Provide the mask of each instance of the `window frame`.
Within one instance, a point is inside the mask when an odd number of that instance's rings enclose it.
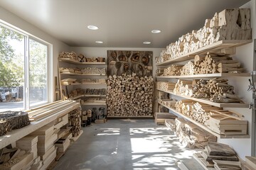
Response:
[[[18,34],[24,36],[24,86],[23,86],[23,109],[30,110],[33,108],[36,108],[46,103],[48,103],[52,99],[50,98],[51,95],[50,94],[50,85],[52,84],[50,82],[50,72],[51,67],[50,64],[50,58],[52,56],[52,45],[46,40],[43,40],[36,36],[34,36],[26,31],[21,30],[18,28],[16,28],[5,21],[0,20],[0,26],[4,27],[7,29],[14,31]],[[46,57],[46,101],[40,102],[38,104],[31,105],[30,104],[30,98],[29,98],[29,40],[33,40],[39,43],[41,43],[46,46],[47,47],[47,57]]]

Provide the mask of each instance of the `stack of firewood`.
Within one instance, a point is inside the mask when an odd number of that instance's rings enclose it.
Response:
[[[180,142],[188,148],[203,149],[217,137],[195,124],[178,118],[175,119],[175,132]]]
[[[82,72],[83,74],[101,74],[105,75],[106,74],[106,68],[100,69],[97,67],[86,67],[82,69]]]
[[[107,79],[107,114],[110,116],[151,115],[152,76],[110,76]]]
[[[171,65],[164,69],[164,74],[162,76],[180,76],[181,71],[183,65],[176,64]]]
[[[223,40],[250,40],[249,8],[225,9],[215,13],[212,19],[206,19],[198,30],[183,35],[171,43],[161,53],[157,62],[163,62],[186,55],[204,46]],[[238,22],[239,21],[239,22]]]
[[[68,113],[68,123],[69,125],[72,127],[70,130],[72,136],[78,136],[81,130],[81,108]]]
[[[197,122],[204,123],[208,119],[210,110],[220,110],[221,108],[184,99],[176,102],[175,109],[176,111]]]
[[[75,54],[75,52],[63,52],[59,55],[59,58],[66,58],[78,60],[78,55]]]
[[[192,82],[191,80],[178,79],[175,84],[174,94],[191,96],[193,95]]]
[[[175,88],[175,83],[156,81],[156,89],[159,90],[171,91],[174,89],[174,88]]]

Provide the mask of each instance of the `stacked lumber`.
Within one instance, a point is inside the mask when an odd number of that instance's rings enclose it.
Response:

++++++++++

Instruction -
Pull out each line of the material that contains the string "Provide", matching case exactly.

Final result -
Provide the mask of each instance of the `window frame`.
Provide the mask of each instance of the `stack of firewood`.
Provide the mask of each instance of the `stacked lumber`.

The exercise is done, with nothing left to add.